— Task directions —
Please return every line in the following data that includes the string "below".
+ + +
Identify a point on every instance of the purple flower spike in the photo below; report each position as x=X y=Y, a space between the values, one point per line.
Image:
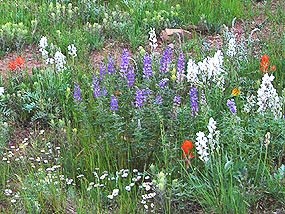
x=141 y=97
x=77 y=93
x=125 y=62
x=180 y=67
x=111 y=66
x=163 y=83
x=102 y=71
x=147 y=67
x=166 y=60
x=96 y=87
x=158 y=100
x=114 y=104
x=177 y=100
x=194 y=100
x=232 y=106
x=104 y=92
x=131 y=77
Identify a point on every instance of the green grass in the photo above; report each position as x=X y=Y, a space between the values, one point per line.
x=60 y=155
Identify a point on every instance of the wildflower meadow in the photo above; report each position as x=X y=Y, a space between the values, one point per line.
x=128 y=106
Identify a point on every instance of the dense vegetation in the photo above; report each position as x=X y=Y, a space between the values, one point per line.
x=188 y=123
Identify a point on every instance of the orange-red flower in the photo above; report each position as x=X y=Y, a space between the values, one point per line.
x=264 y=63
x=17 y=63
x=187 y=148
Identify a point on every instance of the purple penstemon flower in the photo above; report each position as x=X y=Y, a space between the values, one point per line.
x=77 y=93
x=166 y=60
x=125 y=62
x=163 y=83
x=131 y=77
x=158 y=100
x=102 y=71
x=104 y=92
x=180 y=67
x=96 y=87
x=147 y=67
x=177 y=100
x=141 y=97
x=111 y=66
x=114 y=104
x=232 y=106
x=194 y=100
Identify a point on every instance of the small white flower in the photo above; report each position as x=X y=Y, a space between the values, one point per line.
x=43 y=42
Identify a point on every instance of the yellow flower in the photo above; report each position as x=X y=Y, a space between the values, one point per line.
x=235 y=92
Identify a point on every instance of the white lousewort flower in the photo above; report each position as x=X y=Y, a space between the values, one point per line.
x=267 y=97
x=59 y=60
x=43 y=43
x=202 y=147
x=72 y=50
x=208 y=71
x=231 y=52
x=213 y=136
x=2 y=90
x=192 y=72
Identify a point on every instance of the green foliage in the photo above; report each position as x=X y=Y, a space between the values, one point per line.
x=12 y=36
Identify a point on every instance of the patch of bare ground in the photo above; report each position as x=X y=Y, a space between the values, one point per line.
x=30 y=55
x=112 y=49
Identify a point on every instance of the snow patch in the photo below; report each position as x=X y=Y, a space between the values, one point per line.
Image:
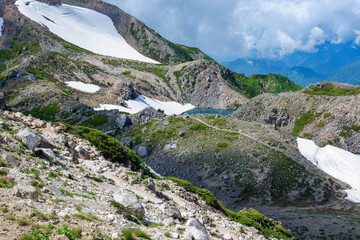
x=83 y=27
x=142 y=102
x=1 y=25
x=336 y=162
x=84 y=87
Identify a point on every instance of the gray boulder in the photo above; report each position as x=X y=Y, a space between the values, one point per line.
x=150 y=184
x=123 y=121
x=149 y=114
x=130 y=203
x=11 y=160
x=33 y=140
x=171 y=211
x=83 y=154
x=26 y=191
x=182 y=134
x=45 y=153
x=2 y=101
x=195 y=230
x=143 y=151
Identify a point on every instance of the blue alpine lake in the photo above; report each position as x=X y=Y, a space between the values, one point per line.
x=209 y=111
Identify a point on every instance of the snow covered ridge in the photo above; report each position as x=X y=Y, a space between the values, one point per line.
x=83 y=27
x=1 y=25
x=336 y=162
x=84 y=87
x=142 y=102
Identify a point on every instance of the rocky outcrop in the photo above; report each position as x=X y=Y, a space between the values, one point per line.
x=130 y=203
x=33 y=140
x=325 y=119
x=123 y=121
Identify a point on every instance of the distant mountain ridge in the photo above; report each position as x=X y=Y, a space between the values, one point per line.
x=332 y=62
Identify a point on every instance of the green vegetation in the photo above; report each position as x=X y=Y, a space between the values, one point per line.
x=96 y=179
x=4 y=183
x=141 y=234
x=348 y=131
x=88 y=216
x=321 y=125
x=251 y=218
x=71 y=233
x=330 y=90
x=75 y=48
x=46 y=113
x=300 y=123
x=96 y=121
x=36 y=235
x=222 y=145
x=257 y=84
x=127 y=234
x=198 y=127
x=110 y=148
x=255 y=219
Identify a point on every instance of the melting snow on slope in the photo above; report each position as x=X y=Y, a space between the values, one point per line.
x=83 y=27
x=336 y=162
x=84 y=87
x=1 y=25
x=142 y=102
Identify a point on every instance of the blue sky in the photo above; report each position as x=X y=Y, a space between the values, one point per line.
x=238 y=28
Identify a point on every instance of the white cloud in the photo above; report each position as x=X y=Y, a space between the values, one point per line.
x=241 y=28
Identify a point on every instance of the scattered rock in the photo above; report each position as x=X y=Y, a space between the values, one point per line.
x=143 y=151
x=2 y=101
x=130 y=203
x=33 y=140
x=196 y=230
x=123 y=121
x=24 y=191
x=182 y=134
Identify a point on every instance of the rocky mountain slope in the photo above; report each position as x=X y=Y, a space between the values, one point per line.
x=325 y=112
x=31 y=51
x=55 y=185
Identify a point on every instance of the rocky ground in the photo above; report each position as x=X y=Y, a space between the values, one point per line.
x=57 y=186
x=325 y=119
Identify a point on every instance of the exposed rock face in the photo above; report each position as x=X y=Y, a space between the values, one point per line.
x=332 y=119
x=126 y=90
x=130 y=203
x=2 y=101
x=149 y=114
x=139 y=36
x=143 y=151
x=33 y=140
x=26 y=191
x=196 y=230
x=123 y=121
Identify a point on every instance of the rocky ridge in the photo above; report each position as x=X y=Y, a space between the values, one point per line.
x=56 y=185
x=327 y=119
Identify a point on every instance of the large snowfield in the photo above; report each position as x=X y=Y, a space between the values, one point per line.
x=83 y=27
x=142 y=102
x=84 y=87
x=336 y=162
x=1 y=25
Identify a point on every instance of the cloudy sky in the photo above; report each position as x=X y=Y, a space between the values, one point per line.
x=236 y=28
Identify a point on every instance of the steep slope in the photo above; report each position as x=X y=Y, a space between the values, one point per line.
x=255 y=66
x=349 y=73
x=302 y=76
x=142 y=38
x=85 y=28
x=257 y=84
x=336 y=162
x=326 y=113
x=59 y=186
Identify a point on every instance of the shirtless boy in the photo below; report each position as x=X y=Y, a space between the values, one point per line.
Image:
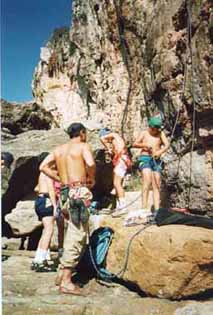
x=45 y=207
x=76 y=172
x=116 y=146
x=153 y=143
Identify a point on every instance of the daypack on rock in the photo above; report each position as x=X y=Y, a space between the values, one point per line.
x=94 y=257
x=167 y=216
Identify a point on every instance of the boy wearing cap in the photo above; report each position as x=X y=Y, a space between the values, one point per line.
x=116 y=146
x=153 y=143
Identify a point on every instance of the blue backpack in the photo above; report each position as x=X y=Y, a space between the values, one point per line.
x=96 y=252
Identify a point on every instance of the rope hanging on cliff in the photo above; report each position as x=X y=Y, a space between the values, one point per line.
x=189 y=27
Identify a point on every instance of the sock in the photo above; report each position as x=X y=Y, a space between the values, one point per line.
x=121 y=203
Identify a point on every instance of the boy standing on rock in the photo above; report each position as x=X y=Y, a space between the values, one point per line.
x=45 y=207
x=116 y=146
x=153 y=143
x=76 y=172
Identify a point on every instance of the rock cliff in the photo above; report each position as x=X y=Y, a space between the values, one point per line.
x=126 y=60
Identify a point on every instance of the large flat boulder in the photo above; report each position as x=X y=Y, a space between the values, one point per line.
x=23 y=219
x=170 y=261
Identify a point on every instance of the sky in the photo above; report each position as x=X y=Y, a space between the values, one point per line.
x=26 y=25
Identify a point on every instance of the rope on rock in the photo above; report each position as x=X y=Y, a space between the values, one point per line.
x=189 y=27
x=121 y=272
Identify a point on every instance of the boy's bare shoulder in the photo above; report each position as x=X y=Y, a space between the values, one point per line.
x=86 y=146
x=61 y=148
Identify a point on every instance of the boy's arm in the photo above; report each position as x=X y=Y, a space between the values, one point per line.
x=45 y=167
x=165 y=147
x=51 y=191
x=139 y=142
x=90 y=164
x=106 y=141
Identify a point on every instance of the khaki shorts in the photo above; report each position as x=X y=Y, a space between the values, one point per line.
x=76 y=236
+ + +
— Result of the exercise —
Identify a point on every instance of the purple flower spike in the photo below; report each position as x=X y=Y, a space between the values, one point per line.
Identify a point on every instance of the snow patch in the photo below; report each position as x=X y=Y, a space between the values, one point per line.
Identify a point on every instance of the shirtless boy in the photo below; report each position as x=X y=Y, a space between the values, one point per line.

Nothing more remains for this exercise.